• SOURCE EXCERPT:
################

QUESTAR GAS COMPANY
             DEFERRED COMPENSATION PLAN FOR DIRECTORS
              (As Amended and Restated May 19, 1998)

 1.  Purpose of Plan.

          The purpose of the Deferred Compensation Plan for Directors 
     ("Plan") is to provide Directors of Questar Gas Company (the 
     "Company") with an opportunity to defer compensation paid to them 
     for their services as Directors of the Company and to maintain a 
     Deferred Account Balance until they cease to serve as Directors 
     of the Company or its affiliates.

 2.  Eligibility.

          Subject to the conditions specified in this Plan or 
     otherwise set by the Company's Board of Directors, all voting 
     Directors of the Company who receive compensation for their 
     service as Directors are eligible to participate in the Plan.  
     Eligible Directors are referred to as "Directors."  Directors who 
     elect to defer receipt of fees or who have account balances are 
     referred to as "Participants" in this Plan.

 3.  Administration.

          The Company's Board of Directors shall administer the Plan 
     and shall have full authority to make such rules and regulations 
     deemed necessary or desirable to administer the Plan and to 
     interpret its provisions.

 4.  Election to Defer Compensation.

          (a)  Time of Election.  A Director can elect to defer future 
     compensation or to change the nature of his election for future 
     compensation by submitting a notice prior to the beginning of the 
     calendar year.  A newly elected Director is entitled to make a 
     choice within five days of the date of his election or 
     appointment to serve as a Director to defer payment of 
     compensation for future service.  An election shall continue in 
     effect until the termination of the Participant's service as a 
     Director or until the end of the calendar year during which the 
     Director serves written notice of the discontinuance of his 
     election.

################

• TASK LIST:
**A)** Under the deferred compensation plan, within how many days of election or appointment may a newly elected Director choose to defer payment of compensation?
**B)** Reproduce the portion of the deferred compensation plan that opens with the words containing "Eligible Directors are" and closes with "in this Plan.".

[Excerpts of bounding box data]
################

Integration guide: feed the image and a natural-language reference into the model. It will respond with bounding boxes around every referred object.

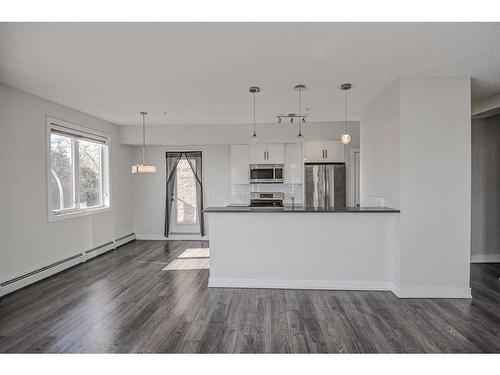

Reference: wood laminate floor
[0,241,500,353]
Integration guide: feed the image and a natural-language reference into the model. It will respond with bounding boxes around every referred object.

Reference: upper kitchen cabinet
[250,143,285,164]
[231,145,250,185]
[304,141,344,162]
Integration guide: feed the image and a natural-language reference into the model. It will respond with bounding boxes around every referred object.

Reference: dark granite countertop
[203,206,399,214]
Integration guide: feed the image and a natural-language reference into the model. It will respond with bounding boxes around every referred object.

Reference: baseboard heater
[0,233,135,296]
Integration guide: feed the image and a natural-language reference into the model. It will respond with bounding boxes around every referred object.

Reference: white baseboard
[208,278,393,291]
[470,254,500,263]
[392,286,472,298]
[137,233,208,241]
[0,233,136,297]
[0,253,85,297]
[208,278,472,298]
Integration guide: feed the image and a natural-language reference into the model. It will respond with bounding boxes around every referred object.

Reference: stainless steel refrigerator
[305,163,346,209]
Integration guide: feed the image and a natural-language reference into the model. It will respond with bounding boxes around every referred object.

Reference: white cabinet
[304,141,344,162]
[284,143,304,184]
[231,145,250,185]
[250,143,285,164]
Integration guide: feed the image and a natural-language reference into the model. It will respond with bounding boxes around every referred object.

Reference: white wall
[471,115,500,262]
[0,84,134,280]
[361,77,471,296]
[360,81,400,208]
[132,145,231,239]
[400,77,471,294]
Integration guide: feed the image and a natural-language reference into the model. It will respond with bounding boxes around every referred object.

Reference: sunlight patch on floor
[162,258,210,271]
[177,247,210,258]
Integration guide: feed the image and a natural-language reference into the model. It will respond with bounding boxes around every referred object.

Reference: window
[47,117,110,220]
[175,158,198,224]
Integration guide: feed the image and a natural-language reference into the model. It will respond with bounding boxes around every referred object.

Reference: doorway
[165,151,205,237]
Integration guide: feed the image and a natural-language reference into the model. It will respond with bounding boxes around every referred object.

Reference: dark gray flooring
[0,241,500,353]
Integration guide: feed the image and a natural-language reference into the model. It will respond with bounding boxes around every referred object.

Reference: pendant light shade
[340,83,352,145]
[248,86,260,144]
[132,112,156,173]
[340,133,351,145]
[291,85,306,142]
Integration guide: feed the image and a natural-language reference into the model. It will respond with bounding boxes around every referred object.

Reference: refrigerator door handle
[325,167,330,210]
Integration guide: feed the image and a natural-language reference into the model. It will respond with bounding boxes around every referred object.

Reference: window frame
[46,116,111,222]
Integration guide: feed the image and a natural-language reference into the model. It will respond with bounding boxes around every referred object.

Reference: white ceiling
[0,23,500,125]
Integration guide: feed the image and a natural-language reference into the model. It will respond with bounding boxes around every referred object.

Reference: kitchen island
[204,206,399,291]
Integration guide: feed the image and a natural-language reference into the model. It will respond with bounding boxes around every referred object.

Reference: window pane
[176,158,196,224]
[78,141,102,208]
[49,134,75,210]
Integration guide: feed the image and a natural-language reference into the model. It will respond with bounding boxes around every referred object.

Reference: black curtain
[165,151,205,237]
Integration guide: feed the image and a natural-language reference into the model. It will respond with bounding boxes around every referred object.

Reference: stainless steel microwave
[250,164,283,184]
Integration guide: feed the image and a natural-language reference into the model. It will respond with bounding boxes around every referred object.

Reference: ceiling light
[249,86,260,144]
[290,85,306,142]
[340,83,352,145]
[132,112,156,173]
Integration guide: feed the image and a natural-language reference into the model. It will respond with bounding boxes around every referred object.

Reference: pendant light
[248,86,260,144]
[292,85,306,142]
[132,112,156,173]
[340,83,352,145]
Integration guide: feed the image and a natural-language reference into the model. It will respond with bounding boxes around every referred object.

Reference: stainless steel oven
[250,164,283,184]
[250,192,285,208]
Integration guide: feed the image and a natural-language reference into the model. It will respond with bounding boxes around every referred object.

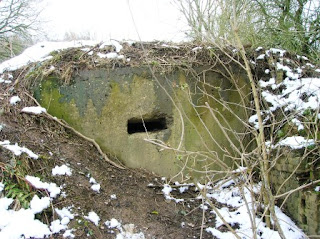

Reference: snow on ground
[89,177,101,193]
[21,106,47,115]
[52,164,72,176]
[249,48,320,149]
[162,176,306,239]
[0,140,39,159]
[0,41,320,239]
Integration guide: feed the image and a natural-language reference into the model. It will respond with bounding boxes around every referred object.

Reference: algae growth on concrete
[35,64,250,177]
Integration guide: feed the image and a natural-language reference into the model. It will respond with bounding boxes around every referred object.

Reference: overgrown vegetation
[177,0,320,61]
[168,0,320,238]
[0,0,39,61]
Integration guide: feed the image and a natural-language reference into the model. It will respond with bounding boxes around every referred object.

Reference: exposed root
[24,92,125,169]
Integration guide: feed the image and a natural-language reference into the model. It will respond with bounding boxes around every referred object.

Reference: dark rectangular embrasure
[128,117,167,134]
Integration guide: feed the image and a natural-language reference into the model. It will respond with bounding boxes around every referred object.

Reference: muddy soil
[0,78,213,239]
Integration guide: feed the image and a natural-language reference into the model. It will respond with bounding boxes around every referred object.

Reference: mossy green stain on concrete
[36,68,250,176]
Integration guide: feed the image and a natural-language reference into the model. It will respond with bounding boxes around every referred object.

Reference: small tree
[177,0,320,60]
[0,0,39,59]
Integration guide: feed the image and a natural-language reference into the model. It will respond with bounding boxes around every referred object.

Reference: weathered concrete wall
[35,67,250,177]
[270,149,320,235]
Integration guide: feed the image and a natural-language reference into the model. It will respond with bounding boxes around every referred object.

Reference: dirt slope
[0,75,212,238]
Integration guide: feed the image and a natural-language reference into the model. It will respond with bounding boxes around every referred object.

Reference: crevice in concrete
[127,117,168,134]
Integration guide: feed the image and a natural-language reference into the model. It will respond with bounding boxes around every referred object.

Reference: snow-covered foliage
[0,41,320,239]
[249,48,320,149]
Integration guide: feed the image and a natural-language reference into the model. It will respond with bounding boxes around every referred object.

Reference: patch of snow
[274,136,315,149]
[10,95,21,105]
[259,78,276,88]
[110,194,117,200]
[268,48,286,57]
[202,179,305,239]
[162,184,184,203]
[191,46,202,52]
[89,177,97,184]
[116,224,145,239]
[0,198,51,239]
[291,118,304,131]
[0,41,98,74]
[50,219,68,233]
[84,211,100,226]
[21,106,47,115]
[52,164,72,176]
[26,175,61,198]
[91,183,101,193]
[0,140,39,159]
[55,207,74,220]
[104,218,121,229]
[62,229,75,238]
[257,54,266,60]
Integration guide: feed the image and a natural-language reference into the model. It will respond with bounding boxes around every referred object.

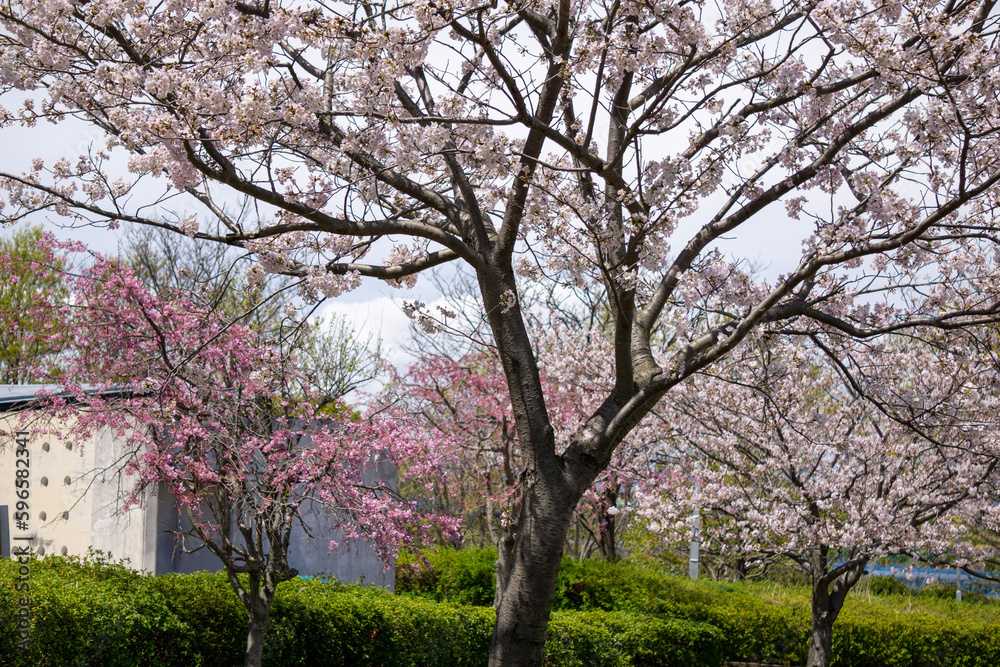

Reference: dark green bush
[545,612,725,667]
[0,552,1000,667]
[832,608,1000,667]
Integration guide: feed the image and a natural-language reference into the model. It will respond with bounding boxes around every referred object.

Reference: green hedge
[0,557,722,667]
[397,550,1000,667]
[0,552,1000,667]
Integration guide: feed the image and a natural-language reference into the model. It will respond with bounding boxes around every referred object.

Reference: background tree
[119,227,383,416]
[13,240,453,667]
[0,227,67,384]
[0,0,1000,666]
[640,339,1000,667]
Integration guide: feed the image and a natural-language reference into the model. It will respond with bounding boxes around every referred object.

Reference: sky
[0,68,812,380]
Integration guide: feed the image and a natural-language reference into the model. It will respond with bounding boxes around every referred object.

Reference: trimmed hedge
[7,552,1000,667]
[396,550,1000,667]
[0,557,723,667]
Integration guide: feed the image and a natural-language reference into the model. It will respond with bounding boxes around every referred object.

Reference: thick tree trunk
[489,472,579,667]
[806,547,868,667]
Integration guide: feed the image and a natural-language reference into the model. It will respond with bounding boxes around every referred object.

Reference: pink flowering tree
[0,0,1000,667]
[381,325,663,576]
[639,340,1000,667]
[14,245,454,667]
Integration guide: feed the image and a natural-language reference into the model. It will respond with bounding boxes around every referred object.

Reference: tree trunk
[806,547,868,667]
[597,483,618,563]
[806,592,836,667]
[243,595,271,667]
[489,472,579,667]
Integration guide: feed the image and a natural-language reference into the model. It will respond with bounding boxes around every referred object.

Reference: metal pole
[688,509,701,579]
[0,505,10,558]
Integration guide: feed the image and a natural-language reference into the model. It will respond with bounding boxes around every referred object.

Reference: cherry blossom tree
[381,328,659,576]
[11,243,454,667]
[0,0,1000,666]
[639,339,1000,667]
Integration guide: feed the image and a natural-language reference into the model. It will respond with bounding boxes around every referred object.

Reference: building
[0,385,396,590]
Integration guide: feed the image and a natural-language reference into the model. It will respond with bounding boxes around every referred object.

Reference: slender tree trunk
[806,590,837,667]
[243,591,271,667]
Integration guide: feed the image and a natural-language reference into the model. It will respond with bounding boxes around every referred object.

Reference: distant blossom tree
[381,327,662,579]
[9,244,455,667]
[639,340,1000,667]
[0,0,1000,667]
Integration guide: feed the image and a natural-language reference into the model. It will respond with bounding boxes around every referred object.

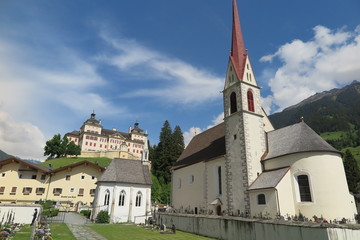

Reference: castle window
[218,167,222,195]
[90,188,95,197]
[53,188,62,196]
[247,90,255,112]
[23,187,32,195]
[297,175,312,202]
[119,190,125,206]
[258,193,266,205]
[189,175,195,183]
[36,188,45,195]
[135,191,142,207]
[10,187,17,195]
[78,188,84,196]
[230,92,237,114]
[104,190,110,206]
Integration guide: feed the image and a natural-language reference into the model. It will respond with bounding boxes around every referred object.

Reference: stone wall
[156,213,360,240]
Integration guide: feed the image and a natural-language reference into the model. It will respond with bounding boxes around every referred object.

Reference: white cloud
[260,26,360,110]
[0,110,45,159]
[98,34,223,105]
[183,112,224,146]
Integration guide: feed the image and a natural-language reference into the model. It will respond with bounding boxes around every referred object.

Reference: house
[65,113,149,163]
[0,158,105,211]
[172,0,357,221]
[93,158,152,223]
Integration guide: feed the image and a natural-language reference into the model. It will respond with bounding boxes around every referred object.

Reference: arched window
[297,174,312,202]
[230,92,237,114]
[218,167,222,195]
[135,191,142,207]
[119,190,125,206]
[104,190,110,206]
[247,90,255,112]
[258,193,266,205]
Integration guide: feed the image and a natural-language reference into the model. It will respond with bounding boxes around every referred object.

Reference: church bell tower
[223,0,265,215]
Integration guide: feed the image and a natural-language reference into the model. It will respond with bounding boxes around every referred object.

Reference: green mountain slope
[0,150,13,161]
[269,81,360,133]
[269,81,360,165]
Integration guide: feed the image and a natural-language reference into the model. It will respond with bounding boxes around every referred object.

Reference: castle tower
[223,0,265,214]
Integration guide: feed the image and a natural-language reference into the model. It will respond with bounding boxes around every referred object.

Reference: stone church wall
[156,213,360,240]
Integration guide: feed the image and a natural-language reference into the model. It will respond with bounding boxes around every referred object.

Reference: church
[172,0,357,221]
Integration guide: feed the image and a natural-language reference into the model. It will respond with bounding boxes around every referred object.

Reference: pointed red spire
[230,0,247,79]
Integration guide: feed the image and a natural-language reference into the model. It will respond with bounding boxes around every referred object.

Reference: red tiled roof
[230,0,247,79]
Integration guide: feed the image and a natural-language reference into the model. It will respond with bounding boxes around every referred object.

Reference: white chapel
[172,0,357,220]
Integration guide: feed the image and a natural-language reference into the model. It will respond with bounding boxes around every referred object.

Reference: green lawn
[50,223,76,240]
[89,224,213,240]
[39,157,111,169]
[13,224,32,240]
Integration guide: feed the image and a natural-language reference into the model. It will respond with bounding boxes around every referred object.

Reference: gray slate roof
[98,158,152,185]
[174,123,226,169]
[249,167,290,190]
[173,122,340,169]
[263,122,340,160]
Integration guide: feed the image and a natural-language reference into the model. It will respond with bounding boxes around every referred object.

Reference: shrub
[95,211,110,223]
[80,210,91,218]
[42,208,59,217]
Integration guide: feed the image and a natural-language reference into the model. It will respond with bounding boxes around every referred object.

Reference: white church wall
[95,183,151,223]
[244,111,265,185]
[205,157,226,214]
[265,152,357,221]
[276,171,299,217]
[172,162,206,211]
[249,188,278,218]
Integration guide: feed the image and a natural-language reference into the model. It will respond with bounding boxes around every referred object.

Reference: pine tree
[171,125,185,166]
[344,150,360,193]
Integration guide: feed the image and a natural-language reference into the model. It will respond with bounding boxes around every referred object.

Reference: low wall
[0,204,42,224]
[156,213,360,240]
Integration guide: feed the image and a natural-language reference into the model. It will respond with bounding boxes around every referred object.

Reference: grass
[89,224,213,240]
[50,223,76,240]
[13,224,32,240]
[39,157,111,169]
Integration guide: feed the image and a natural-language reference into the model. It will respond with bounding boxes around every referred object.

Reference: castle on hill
[65,113,149,162]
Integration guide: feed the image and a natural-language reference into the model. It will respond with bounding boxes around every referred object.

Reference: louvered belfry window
[297,175,312,202]
[247,90,255,112]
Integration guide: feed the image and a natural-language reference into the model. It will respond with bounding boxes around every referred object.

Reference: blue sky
[0,0,360,159]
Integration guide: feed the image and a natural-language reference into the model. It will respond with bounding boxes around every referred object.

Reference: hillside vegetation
[0,150,13,161]
[39,157,112,169]
[269,81,360,165]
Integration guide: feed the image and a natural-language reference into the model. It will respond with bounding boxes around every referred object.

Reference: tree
[44,134,81,159]
[66,141,81,156]
[344,150,360,193]
[149,120,185,203]
[44,134,62,159]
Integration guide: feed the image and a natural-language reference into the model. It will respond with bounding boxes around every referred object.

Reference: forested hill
[0,150,13,161]
[269,81,360,133]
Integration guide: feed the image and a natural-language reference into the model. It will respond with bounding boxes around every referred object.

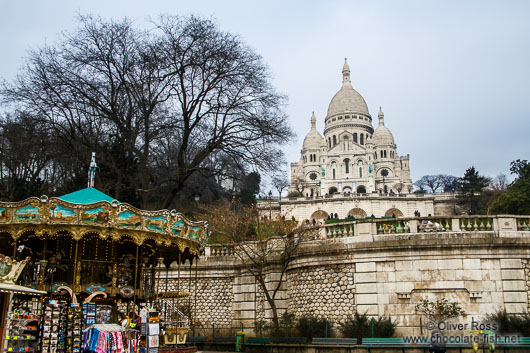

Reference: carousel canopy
[58,188,114,205]
[0,187,208,256]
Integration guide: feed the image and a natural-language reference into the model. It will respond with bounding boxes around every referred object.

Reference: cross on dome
[342,58,351,85]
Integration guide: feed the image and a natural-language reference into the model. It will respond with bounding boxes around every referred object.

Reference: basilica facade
[289,62,412,198]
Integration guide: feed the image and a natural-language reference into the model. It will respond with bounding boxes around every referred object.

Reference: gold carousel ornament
[0,153,208,350]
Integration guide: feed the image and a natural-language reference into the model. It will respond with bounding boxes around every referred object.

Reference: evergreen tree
[458,167,491,214]
[491,159,530,214]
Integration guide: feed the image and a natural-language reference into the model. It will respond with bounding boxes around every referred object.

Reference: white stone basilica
[289,62,412,198]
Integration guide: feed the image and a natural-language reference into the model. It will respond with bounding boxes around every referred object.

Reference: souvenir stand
[0,254,46,352]
[0,184,208,353]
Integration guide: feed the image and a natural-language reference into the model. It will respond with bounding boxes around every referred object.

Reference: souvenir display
[82,324,140,353]
[4,312,40,352]
[66,304,83,353]
[41,300,68,353]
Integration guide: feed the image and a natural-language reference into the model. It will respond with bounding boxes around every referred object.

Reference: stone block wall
[160,231,530,335]
[159,271,234,327]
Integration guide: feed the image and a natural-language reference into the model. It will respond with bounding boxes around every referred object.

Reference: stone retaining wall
[160,230,530,335]
[287,264,355,323]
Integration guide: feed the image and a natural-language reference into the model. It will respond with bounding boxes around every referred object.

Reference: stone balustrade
[320,215,530,239]
[206,215,530,256]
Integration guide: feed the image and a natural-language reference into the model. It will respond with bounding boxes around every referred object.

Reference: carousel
[0,157,208,353]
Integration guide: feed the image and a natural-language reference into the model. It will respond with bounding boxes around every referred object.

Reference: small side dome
[372,107,394,146]
[304,112,326,150]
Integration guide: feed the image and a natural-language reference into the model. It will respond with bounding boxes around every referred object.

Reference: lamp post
[381,169,388,194]
[269,190,272,221]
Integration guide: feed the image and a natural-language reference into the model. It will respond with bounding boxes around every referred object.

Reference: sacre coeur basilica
[280,62,442,221]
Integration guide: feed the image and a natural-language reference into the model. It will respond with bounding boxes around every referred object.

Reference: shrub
[254,312,296,337]
[341,312,397,341]
[486,310,530,337]
[296,315,331,339]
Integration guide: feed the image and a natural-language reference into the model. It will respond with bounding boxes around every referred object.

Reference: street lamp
[381,169,388,194]
[269,190,272,217]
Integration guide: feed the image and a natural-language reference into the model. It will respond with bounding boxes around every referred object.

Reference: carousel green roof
[58,188,114,205]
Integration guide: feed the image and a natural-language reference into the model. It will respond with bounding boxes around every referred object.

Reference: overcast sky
[0,0,530,184]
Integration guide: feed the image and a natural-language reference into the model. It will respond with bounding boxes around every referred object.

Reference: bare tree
[414,175,442,193]
[0,16,294,207]
[272,171,289,201]
[490,174,510,191]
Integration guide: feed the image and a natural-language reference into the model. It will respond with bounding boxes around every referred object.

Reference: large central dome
[328,63,370,117]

################

• ANSWERS FOR THE TASKS:
**A)** Within five days of the date of his election or appointment to serve as a Director.

**B)**
Eligible Directors are referred to as "Directors."  Directors who 
     elect to defer receipt of fees or who have account balances are 
     referred to as "Participants" in this Plan.